╭─ Text section

- Pitcher
- Born: July 18, 1956 (age 69) Houston, Texas, U.S.
- Batted: RightThrew: Right

MLB debut
- August 13, 1979, for the Toronto Blue Jays

Last MLB appearance
- September 28, 1979, for the Toronto Blue Jays

MLB statistics
- Win–loss record: 3–4
- Earned run average: 5.23
- Strikeouts: 19
- Stats at Baseball Reference

Teams
- Toronto Blue Jays (1979);

= Butch Edge =

American baseball player (born 1956)

Claude Lee Edge (born July 18, 1956) is an American former professional baseball pitcher. He played in Major League Baseball for the Toronto Blue Jays during the 1979 season.

==Career==
Edge graduated from El Camino High School in Sacramento, California and was featured in Faces in the Crowd in the June 24, 1974 issue of Sports Illustrated. He was drafted by the Milwaukee Brewers as the sixth pick overall of the 1974 amateur draft. Edge was selected by the Toronto Blue Jays in the 1976 Major League Baseball expansion draft.

Edge played his only season in the Major Leagues in 1979, in which the 6'3" right-hander made nine starts for the Blue Jays. He pitched 512/3 innings, won three games, lost four, completed one game, gave up 60 hits, 30 earned runs (for a 5.23 earned run average), walked 24 batters, and struck out 19.

The Blue Jays released Edge prior to the start of the 1980 season. On April 10, he signed as a free agent with the Atlanta Braves. Edge spent two seasons with Atlanta's Triple-A affiliate, the Richmond Braves.

Before the 1982 season, Edge was traded from the Braves to the Chicago White Sox for Mike Colbern. Chicago then packaged Edge with Ross Baumgarten in a trade to the Pittsburgh Pirates for Vance Law and Ernie Camacho.

╰─

* [Required tasks]:
a - Answer these from the Butch Edge profile:
(i) In what city was Edge born?
(ii) Which team drafted him in the 1974 amateur draft?
(iii) Which player did the Chicago White Sox give up to get Edge from the Braves?
b - Name every player other than Edge mentioned in the Career section of the Butch Edge profile.
c - Turn the paragraph of the Butch Edge profile that begins "Edge graduated from El Camino High School" into a short list of its main facts.
The items that follow come from a separate source and have nothing to do with the Butch Edge profile.

╭─ Listed records

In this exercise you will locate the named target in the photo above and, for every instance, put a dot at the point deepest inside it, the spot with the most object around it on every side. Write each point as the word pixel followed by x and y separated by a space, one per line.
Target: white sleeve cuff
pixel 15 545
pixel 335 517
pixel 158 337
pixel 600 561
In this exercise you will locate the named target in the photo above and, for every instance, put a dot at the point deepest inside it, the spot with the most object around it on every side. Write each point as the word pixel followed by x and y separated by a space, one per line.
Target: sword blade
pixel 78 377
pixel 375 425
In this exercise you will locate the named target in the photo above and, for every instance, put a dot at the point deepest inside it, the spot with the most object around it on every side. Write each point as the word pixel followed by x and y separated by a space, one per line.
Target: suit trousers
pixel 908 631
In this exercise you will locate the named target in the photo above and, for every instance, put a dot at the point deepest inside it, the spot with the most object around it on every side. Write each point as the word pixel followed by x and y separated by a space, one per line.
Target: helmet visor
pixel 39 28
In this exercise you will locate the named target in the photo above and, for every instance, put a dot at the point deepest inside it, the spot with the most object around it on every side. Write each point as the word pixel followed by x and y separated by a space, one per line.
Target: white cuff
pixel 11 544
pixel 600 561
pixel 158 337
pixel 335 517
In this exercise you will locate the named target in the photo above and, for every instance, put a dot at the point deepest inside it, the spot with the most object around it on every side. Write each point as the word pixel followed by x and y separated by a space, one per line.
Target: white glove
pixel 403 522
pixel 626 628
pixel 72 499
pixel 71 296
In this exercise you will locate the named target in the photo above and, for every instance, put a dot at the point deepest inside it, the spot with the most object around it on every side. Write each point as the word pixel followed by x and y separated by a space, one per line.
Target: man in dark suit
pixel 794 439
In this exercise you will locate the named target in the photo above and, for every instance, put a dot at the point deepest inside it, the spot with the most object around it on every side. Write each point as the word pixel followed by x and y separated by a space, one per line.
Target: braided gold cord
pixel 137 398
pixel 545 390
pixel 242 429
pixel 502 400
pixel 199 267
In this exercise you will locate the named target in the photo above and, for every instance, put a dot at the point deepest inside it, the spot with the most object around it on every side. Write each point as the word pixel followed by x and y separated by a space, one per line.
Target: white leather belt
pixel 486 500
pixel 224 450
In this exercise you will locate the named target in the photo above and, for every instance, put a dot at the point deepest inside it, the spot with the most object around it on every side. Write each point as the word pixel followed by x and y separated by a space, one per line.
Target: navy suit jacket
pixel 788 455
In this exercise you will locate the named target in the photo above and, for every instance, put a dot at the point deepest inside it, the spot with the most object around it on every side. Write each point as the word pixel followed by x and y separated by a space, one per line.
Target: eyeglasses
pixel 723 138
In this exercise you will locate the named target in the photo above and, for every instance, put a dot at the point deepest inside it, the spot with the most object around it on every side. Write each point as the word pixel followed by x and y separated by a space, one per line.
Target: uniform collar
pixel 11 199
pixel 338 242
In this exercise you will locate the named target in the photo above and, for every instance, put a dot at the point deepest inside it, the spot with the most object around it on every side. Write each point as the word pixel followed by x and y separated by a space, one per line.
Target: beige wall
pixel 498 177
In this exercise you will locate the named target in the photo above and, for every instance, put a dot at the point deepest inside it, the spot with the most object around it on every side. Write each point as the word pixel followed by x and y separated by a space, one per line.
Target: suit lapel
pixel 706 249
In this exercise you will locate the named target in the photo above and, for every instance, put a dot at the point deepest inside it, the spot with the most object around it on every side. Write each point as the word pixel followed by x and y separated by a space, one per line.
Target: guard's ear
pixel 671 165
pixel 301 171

╰─

* [Solutions in order]:
a -
(i) Houston, Texas
(ii) The Milwaukee Brewers
(iii) Mike Colbern

b - Mike Colbern, Ross Baumgarten, Vance Law, Ernie Camacho

c -
- Graduated from El Camino High School in Sacramento, California
- Featured in Faces in the Crowd in the June 24, 1974 issue of Sports Illustrated
- Drafted sixth overall by the Milwaukee Brewers in the 1974 amateur draft
- Selected by the Toronto Blue Jays in the 1976 Major League Baseball expansion draft